### Written exercise
Rewrite the listing below with every "book page" changed to "printed page" and all other text left unchanged.

### Record list
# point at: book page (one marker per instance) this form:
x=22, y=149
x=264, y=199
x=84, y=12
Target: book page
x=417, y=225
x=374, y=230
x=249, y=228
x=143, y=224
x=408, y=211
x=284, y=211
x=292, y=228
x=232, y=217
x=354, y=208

### Response to the task
# point at: printed page (one marker per instance) this form:
x=22, y=149
x=264, y=199
x=84, y=12
Target: printed page
x=417, y=225
x=374, y=230
x=249, y=228
x=143, y=224
x=408, y=211
x=284, y=211
x=292, y=228
x=232, y=217
x=354, y=208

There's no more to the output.